◆ **Directions for this task**:
Could you retype the listing beneath, keeping each line exactly as it is?
+ + + +
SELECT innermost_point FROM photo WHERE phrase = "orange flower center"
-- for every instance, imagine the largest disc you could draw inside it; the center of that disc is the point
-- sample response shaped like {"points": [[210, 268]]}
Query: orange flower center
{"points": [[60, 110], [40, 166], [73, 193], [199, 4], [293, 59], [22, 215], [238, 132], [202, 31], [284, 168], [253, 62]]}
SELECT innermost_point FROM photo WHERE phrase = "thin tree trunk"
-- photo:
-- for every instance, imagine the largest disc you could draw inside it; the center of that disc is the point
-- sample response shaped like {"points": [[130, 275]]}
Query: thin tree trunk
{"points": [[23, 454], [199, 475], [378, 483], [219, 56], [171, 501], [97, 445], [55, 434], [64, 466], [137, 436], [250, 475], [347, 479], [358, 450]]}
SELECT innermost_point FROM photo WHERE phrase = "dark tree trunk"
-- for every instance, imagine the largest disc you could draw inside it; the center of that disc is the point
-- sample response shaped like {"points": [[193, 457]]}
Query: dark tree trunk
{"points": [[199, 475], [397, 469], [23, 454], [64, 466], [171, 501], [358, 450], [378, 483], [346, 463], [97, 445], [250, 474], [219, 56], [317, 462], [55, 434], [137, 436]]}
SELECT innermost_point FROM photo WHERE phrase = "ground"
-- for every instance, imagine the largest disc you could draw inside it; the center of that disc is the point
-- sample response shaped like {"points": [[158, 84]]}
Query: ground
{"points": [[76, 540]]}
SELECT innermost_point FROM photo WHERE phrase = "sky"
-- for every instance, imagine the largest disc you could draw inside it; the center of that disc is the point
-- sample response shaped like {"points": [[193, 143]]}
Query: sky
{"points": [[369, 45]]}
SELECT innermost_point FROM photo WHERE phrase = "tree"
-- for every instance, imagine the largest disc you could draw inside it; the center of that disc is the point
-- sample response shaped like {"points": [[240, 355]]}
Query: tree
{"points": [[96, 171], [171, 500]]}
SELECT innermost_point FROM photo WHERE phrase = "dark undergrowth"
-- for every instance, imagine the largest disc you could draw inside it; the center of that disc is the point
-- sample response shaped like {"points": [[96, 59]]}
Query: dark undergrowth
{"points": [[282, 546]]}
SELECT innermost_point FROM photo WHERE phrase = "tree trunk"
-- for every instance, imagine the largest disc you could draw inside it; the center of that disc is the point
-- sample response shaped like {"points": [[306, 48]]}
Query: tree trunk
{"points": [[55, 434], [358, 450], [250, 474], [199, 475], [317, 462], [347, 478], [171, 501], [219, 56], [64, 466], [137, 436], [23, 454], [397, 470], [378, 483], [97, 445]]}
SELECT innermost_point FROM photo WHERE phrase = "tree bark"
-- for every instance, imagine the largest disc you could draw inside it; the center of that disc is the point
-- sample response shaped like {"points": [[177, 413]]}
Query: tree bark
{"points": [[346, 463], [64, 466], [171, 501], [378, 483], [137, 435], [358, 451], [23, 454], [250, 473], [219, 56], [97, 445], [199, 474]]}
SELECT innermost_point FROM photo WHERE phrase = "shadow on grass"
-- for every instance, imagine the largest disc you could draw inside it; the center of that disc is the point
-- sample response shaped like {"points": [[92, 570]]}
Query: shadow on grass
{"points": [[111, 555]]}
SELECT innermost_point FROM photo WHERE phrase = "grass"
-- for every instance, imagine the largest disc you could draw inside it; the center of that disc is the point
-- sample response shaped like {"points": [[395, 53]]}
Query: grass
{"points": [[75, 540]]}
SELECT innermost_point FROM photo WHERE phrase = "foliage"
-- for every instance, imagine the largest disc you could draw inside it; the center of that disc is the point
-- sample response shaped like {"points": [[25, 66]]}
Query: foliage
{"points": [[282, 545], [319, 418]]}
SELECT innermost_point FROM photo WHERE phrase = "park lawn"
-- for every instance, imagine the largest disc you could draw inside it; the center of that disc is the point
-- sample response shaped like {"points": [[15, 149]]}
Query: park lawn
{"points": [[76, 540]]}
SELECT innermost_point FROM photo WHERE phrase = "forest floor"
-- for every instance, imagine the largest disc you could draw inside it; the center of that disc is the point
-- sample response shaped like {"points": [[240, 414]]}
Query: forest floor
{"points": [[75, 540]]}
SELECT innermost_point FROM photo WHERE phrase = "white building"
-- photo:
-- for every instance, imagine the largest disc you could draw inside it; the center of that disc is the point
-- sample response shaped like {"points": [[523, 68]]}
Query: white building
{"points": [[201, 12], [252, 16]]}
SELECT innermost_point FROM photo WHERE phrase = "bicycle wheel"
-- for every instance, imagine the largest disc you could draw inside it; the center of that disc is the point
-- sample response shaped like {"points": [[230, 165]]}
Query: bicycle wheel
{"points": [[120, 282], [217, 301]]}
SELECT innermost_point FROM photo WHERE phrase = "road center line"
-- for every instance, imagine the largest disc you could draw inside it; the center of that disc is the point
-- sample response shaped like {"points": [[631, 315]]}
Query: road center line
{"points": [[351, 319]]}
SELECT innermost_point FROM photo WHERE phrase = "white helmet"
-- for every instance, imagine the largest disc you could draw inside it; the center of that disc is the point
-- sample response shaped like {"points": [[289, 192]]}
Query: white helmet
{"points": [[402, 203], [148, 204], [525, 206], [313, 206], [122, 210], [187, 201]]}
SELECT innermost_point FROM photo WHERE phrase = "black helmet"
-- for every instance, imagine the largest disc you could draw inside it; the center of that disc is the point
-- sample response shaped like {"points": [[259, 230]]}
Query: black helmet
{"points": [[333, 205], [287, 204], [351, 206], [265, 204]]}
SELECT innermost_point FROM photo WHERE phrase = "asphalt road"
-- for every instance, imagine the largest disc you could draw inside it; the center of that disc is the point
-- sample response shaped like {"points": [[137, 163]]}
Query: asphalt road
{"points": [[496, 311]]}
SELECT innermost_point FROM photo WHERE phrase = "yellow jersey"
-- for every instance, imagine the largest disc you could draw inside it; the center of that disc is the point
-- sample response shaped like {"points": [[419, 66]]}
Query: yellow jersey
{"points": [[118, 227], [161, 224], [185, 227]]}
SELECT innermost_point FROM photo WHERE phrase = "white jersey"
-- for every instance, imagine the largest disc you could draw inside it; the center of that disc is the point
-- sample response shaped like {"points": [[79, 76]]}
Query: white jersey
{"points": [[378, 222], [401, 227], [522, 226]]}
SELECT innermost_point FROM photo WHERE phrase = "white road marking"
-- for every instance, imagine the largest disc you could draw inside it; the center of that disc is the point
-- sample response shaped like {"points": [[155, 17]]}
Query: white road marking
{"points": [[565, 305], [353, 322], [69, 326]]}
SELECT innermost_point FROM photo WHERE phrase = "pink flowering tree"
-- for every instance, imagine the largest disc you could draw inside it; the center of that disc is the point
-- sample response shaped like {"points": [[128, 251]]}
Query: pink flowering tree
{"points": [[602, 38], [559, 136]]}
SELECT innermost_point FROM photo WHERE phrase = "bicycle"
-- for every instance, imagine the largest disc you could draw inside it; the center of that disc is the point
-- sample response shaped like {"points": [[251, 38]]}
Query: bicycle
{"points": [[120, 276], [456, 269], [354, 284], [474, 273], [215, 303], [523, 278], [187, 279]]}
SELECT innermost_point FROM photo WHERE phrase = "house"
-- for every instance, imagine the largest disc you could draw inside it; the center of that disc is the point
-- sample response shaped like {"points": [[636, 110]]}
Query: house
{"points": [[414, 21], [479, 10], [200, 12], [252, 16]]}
+ + + +
◆ **Solution to this task**:
SELECT innermost_point FROM photo WHERE phrase = "orange flower center"
-- for every instance, imagine the largest disc you could draw inside it; the center of that disc is the point
-- sample response shaped like {"points": [[210, 268]]}
Query: orange flower center
{"points": [[60, 110], [40, 166], [73, 193], [199, 4], [293, 59], [22, 215], [238, 132], [202, 31], [284, 168], [253, 62]]}
SELECT innermost_point FROM photo WHERE phrase = "thin tree trunk"
-- photo:
-- for every instance, imagine the largest disc you could draw inside it; the center of that disc is the point
-- sample response shaped like {"points": [[130, 275]]}
Query: thin tree trunk
{"points": [[23, 454], [199, 475], [378, 483], [219, 56], [171, 501], [97, 445], [55, 434], [64, 466], [137, 436], [250, 475], [347, 479], [358, 450]]}
SELECT innermost_point FROM photo WHERE phrase = "dark tree trunk"
-- for every instance, imagine the largest disc you could draw inside it; the center of that disc is the point
-- sample response shaped like {"points": [[193, 457]]}
Query: dark tree trunk
{"points": [[199, 475], [397, 469], [23, 454], [64, 466], [171, 501], [358, 450], [378, 483], [346, 463], [97, 445], [250, 474], [219, 56], [317, 462], [55, 434], [137, 436]]}
SELECT innermost_point FROM photo WHERE phrase = "ground"
-- for every instance, imagine the largest disc you could draw inside it; the center of that disc is the point
-- sample response shaped like {"points": [[158, 84]]}
Query: ground
{"points": [[76, 540]]}
SELECT innermost_point FROM photo WHERE phrase = "sky"
-- for every instance, imagine the largest disc you could draw inside it; the center of that disc is the point
-- sample response shaped like {"points": [[193, 143]]}
Query: sky
{"points": [[369, 45]]}
SELECT innermost_point FROM photo WHERE phrase = "tree"
-- for every instance, imagine the largest disc you could draw inside it; the center of that disc is the point
-- sample response shaped like {"points": [[240, 355]]}
Query: tree
{"points": [[96, 171], [171, 500]]}
SELECT innermost_point FROM photo WHERE phrase = "dark undergrowth"
-- for every instance, imagine the largest disc you could draw inside it; the center of that disc is the point
-- sample response shaped like {"points": [[96, 59]]}
Query: dark undergrowth
{"points": [[282, 546]]}
SELECT innermost_point FROM photo WHERE phrase = "tree trunk"
-- for every instance, imagine the largest disc you could draw inside it; the center of that disc is the point
-- sample response shaped like {"points": [[306, 48]]}
Query: tree trunk
{"points": [[55, 434], [358, 450], [250, 474], [199, 475], [317, 462], [347, 478], [171, 501], [219, 56], [64, 466], [137, 436], [23, 454], [397, 470], [378, 483], [97, 445]]}
SELECT innermost_point FROM photo WHERE phrase = "tree bark"
-- for every instance, imagine the largest disc you could draw inside it; the center of that disc is the point
-- sample response shaped like {"points": [[177, 413]]}
Query: tree bark
{"points": [[346, 463], [64, 466], [171, 501], [378, 483], [137, 435], [358, 451], [23, 454], [250, 473], [219, 56], [97, 445], [199, 474]]}
SELECT innermost_point FROM photo WHERE phrase = "shadow on grass"
-- for every instance, imagine the largest disc you could draw inside it; the center of that disc is the point
-- sample response shaped like {"points": [[92, 570]]}
Query: shadow on grass
{"points": [[111, 555]]}
SELECT innermost_point FROM photo WHERE phrase = "grass"
-- for every instance, imagine the largest disc you could draw inside it; the center of that disc is the point
-- sample response shaped like {"points": [[395, 53]]}
Query: grass
{"points": [[75, 540]]}
SELECT innermost_point FROM photo WHERE phrase = "foliage"
-- for every instance, imagine the largest disc you could draw inside it; the center of that disc is the point
-- sample response shaped like {"points": [[25, 66]]}
Query: foliage
{"points": [[282, 545], [319, 418]]}
SELECT innermost_point FROM photo WHERE phrase = "park lawn"
-- for every instance, imagine the largest disc you could draw inside it; the center of that disc is the point
-- sample response shaped like {"points": [[15, 149]]}
Query: park lawn
{"points": [[76, 540]]}
SELECT innermost_point FROM photo WHERE phrase = "forest floor"
-- for every instance, imagine the largest disc you could draw inside it; the center of that disc is the point
-- sample response shaped like {"points": [[240, 414]]}
Query: forest floor
{"points": [[75, 540]]}
SELECT innermost_point FROM photo WHERE phrase = "white building"
-- photo:
-- for every instance, imagine the largest disc you could draw inside it; the center of that disc is the point
-- sample response shaped like {"points": [[523, 68]]}
Query: white building
{"points": [[201, 12], [252, 16]]}
SELECT innermost_point FROM photo WHERE phrase = "bicycle wheel"
-- for every instance, imagine the largest disc you could draw inside it; the center of that disc is the point
-- sample response shaped like {"points": [[230, 165]]}
Query: bicycle wheel
{"points": [[120, 282], [217, 301]]}
SELECT innermost_point FROM photo WHERE phrase = "road center line"
-- for every instance, imagine the largest disc you could draw inside it; the center of that disc is the point
-- sample response shaped like {"points": [[631, 315]]}
Query: road center line
{"points": [[351, 319]]}
SELECT innermost_point FROM photo WHERE phrase = "white helmet"
-- for every instance, imagine the largest disc you could draw inside it; the center of that disc is the point
-- sample response shaped like {"points": [[289, 192]]}
Query: white helmet
{"points": [[402, 203], [148, 204], [525, 206], [313, 206], [122, 210], [187, 201]]}
SELECT innermost_point FROM photo WHERE phrase = "black helmet"
-- for every instance, imagine the largest disc you could draw inside it; the center of that disc is the point
-- sample response shaped like {"points": [[259, 230]]}
Query: black helmet
{"points": [[333, 205], [287, 204], [351, 206], [265, 204]]}
SELECT innermost_point FROM photo WHERE phrase = "asphalt road"
-- for every instance, imagine the largest disc you could draw inside it; the center of that disc is the point
-- sample response shaped like {"points": [[137, 163]]}
Query: asphalt road
{"points": [[496, 311]]}
SELECT innermost_point FROM photo WHERE phrase = "yellow jersey"
-- for every instance, imagine the largest disc you could draw inside it; the center of that disc is the point
-- sample response shaped like {"points": [[419, 66]]}
Query: yellow jersey
{"points": [[118, 227], [161, 224], [185, 227]]}
SELECT innermost_point FROM photo WHERE phrase = "white jersey"
-- for every instance, imagine the largest disc you could draw inside it; the center of that disc is the point
-- sample response shaped like {"points": [[79, 76]]}
Query: white jersey
{"points": [[378, 222], [401, 227], [522, 226]]}
SELECT innermost_point FROM photo WHERE phrase = "white road marking"
-- for every instance, imagine the largest disc you could draw inside it; the center of that disc is the point
-- sample response shaped like {"points": [[155, 17]]}
Query: white road marking
{"points": [[565, 305], [353, 322], [69, 326]]}
SELECT innermost_point FROM photo WHERE phrase = "pink flowering tree"
-- for every instance, imagine the largest disc you could draw inside it; the center of that disc is the point
-- sample response shaped like {"points": [[128, 251]]}
Query: pink flowering tree
{"points": [[602, 38], [559, 136]]}
SELECT innermost_point FROM photo WHERE phrase = "bicycle"
-- for every instance, imagine the largest disc you could draw inside it; the center of that disc is the point
-- sample response shaped like {"points": [[251, 38]]}
Query: bicycle
{"points": [[120, 276], [456, 269], [354, 284], [474, 273], [215, 303], [523, 278], [187, 279]]}
SELECT innermost_point FROM photo WHERE phrase = "house"
-- for every instance, imagine the largest disc you could draw inside it; the center of that disc is the point
-- sample response shaped like {"points": [[636, 110]]}
Query: house
{"points": [[414, 21], [479, 10], [200, 12], [252, 16]]}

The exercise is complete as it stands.